= TO DO =
The entries that follow should come back exactly, with no pictures among them.

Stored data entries
###
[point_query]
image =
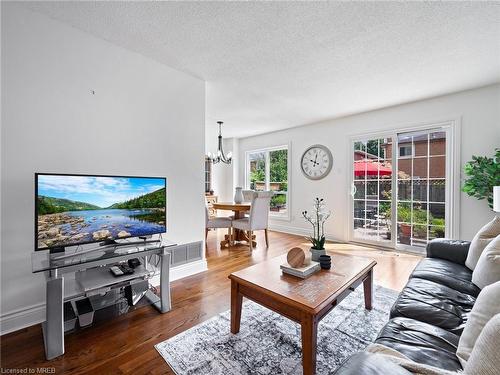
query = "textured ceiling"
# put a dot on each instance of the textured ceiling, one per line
(274, 65)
###
= RESULT OF THIS TASK =
[point_query]
image =
query = "textured ceiling"
# put a dot on each instance of the textured ceiling, one per line
(274, 65)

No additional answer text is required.